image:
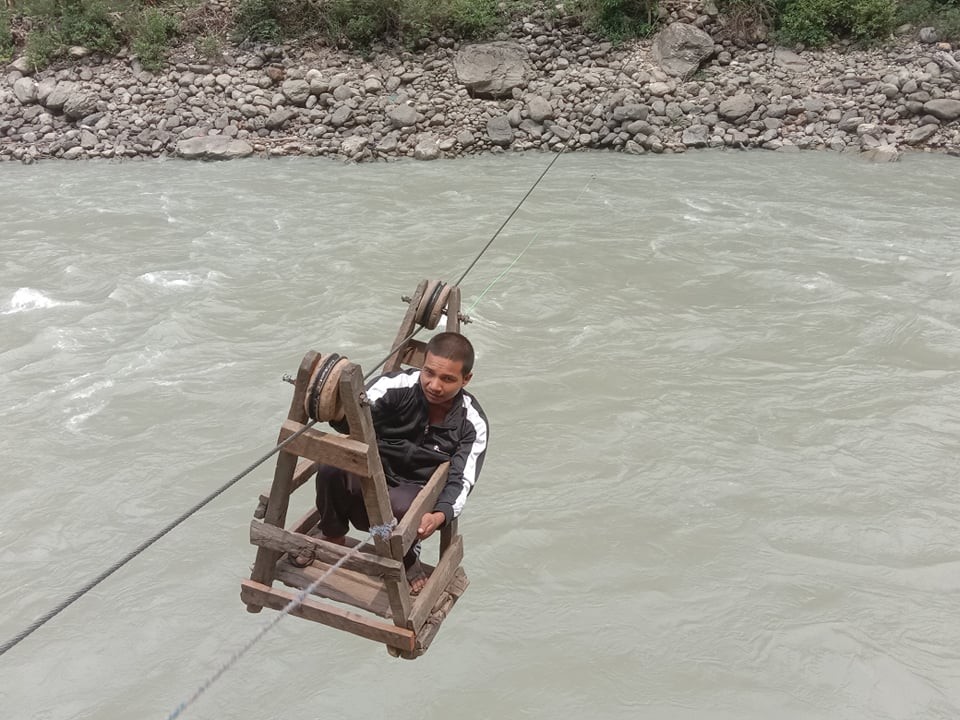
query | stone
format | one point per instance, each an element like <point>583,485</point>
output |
<point>80,104</point>
<point>25,90</point>
<point>789,60</point>
<point>882,153</point>
<point>736,107</point>
<point>945,109</point>
<point>427,148</point>
<point>680,48</point>
<point>539,109</point>
<point>695,136</point>
<point>500,131</point>
<point>402,116</point>
<point>492,69</point>
<point>921,134</point>
<point>213,147</point>
<point>296,91</point>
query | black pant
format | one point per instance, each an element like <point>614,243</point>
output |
<point>340,502</point>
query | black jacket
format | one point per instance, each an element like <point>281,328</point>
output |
<point>411,448</point>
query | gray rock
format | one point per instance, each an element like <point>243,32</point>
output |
<point>882,153</point>
<point>789,60</point>
<point>25,90</point>
<point>80,104</point>
<point>539,109</point>
<point>402,116</point>
<point>736,107</point>
<point>341,116</point>
<point>695,136</point>
<point>492,69</point>
<point>296,91</point>
<point>921,134</point>
<point>945,109</point>
<point>278,118</point>
<point>500,131</point>
<point>57,97</point>
<point>680,48</point>
<point>427,148</point>
<point>353,146</point>
<point>213,147</point>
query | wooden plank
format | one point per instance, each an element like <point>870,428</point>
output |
<point>436,584</point>
<point>376,497</point>
<point>279,500</point>
<point>296,544</point>
<point>346,586</point>
<point>406,328</point>
<point>426,498</point>
<point>328,448</point>
<point>447,534</point>
<point>453,310</point>
<point>257,594</point>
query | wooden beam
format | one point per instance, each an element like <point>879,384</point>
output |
<point>346,586</point>
<point>406,328</point>
<point>436,584</point>
<point>330,449</point>
<point>296,544</point>
<point>376,497</point>
<point>424,502</point>
<point>257,594</point>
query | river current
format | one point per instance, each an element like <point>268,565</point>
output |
<point>724,394</point>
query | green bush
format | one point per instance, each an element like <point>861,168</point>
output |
<point>816,23</point>
<point>152,40</point>
<point>944,15</point>
<point>619,20</point>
######
→ **WHAT THE TASK REQUIRES**
Report every line from the material above that mentions the word "wooden".

→ **WRITTEN RESPONSE**
query | wooden plank
query | wooden beam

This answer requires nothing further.